Исходный текст:
====

В мае 1942 года были задержаны некие Кузин, Горшуков и Евстафьев. Эта троица промышляла квартирными кражами, и довольно успешно, хотя и недолго. Выявить их помогли ленинградцы. Город уже приходил в себя после кошмарной зимы, и люди все активнее помогали милиции.
Особое возмущение горожан вызывала та категория квартирных воров, которая могла возникнуть только в особых условиях блокадного Ленинграда. Речь идет о работниках коммунальных служб. Они внесли в оборону города неоценимый, а главное практически не изученный вклад, сохранив тысячи человеческих жизней. Но в семье не без урода. Некто Антонников, управдом дома № 23 по улице Войтика, зимой 1942 года обворовал практически все вверенные ему квартиры.
Таким же бессовестным человеком оказался и управдом Прокофьев. Он прописал сам себя в отдельную квартиру, набил ее дорогими сервизами, коврами, изделиями из хрусталя. Заодно прикарманил большую сумму денег, которую жильцы собрали в фонд обороны родного города.
Пожалуй, самым шумным делом коммунальных работников стал арест группы дворников, обслуживавших дома командного состава Балтийского флота. Трое суток сотрудники угрозыска и служебно-розыскная собака по кличке Султан терпеливо сидели в засаде. Квартирных воров взяли с поличным. Они оказались дворниками, обслуживающими эти дома.

====

Предоставленные материалы:
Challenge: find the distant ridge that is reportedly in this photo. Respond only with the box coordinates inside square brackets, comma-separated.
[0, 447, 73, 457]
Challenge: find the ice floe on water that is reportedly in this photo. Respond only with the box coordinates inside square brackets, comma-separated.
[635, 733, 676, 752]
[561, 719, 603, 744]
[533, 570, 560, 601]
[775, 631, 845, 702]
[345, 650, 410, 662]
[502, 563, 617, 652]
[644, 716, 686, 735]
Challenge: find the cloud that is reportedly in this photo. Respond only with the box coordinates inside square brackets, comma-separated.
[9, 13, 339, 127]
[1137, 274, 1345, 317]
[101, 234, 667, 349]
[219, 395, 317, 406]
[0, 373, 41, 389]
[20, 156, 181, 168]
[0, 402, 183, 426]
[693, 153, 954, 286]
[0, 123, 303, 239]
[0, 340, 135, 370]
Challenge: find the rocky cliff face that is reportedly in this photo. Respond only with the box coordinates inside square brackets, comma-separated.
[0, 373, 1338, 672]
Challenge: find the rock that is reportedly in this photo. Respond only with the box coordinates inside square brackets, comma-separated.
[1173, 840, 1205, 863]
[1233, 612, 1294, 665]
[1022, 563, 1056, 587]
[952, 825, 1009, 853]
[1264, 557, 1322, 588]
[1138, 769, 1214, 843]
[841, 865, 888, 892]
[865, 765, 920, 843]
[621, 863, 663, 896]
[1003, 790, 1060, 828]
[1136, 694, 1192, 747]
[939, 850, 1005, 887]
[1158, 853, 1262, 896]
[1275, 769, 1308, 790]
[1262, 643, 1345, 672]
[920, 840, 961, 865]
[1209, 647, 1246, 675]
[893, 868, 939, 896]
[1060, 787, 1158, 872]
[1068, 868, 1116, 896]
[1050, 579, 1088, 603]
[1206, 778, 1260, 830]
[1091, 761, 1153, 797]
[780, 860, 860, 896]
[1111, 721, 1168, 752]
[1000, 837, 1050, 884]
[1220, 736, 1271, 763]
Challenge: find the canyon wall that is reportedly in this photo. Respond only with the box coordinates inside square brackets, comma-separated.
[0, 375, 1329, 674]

====

Задания:
a - Отредактируйте отрывок текста о квартирных кражах в блокадном Ленинграде от слов "Таким же бессовестным" до слов "обороны родного города." включительно, заменив "дорогими сервизами" на "дорогой мебелью", и приведите его полностью.
b - Подхватите текст о квартирных кражах в блокадном Ленинграде и продолжите его после последнего предложения.

Ответы:
a -
Таким же бессовестным человеком оказался и управдом Прокофьев. Он прописал сам себя в отдельную квартиру, набил ее дорогой мебелью, коврами, изделиями из хрусталя. Заодно прикарманил большую сумму денег, которую жильцы собрали в фонд обороны родного города.

b -
Про Султана стоит сказать особо. Это, скорее всего, единственная собака, пережившая все 900 дней блокады. Ее проводник, Петр Серапионович Бушмин, считался дрессировщиком от Бога. Неслучайно на счету «четвероногого Шерлока Холмса» было более 1200 задержанных преступников, а стоимость возвращенных вещей составила более 2 милллионов рублей.
Когда Султан ослабел во время блокады настолько, что не смог больше работать, Бушмин рассказал об этом товарищам, и они в течение недели (!) отдавали свой ужин изголодавшейся собаке. За спасение жизни лучшей овчарки руководство уголовного розыска объявило проводникам благодарность и наградило их почетными грамотами. Султан и его «коллега» Дуглас за время блокады проработали 1987 следов скрывшихся уголовных преступников, задержали 681 вора и грабителя.
В первые месяцы Великой Отечественной войны 82 служебные собаки были направлены в армию для выполнения боевых заданий. В уголовном розыске блокадного Ленинграда собаки работали почти ежедневно, под обстрелами и бомбежками, в лютый мороз, голодные.
Уже после войны дважды раненный преступниками Султан стал плохо видеть. Были предложения его усыпить. Но начальник ленинградской милиции И. В. Соловьев приказал оставить его на довольствии до естественной смерти. Похоронен Султан в питомнике. Его чучело вместе с фотографией хозяина П. Бушмина было помещено в Музей истории Краснознаменной ленинградской милиции.
20 ноября 1941 года в Ленинграде начался продовольственный кризис. Голод четко поделил людей на людей и нелюдей. В промерзших коммунальных квартирах порою разыгрывались такие человеческие трагедии, что не могли присниться нормальному человеку в самом кошмарном сне.
В декабре по городу прокатилась волна убийств, как правило, с целью завладения продовольственными карточками.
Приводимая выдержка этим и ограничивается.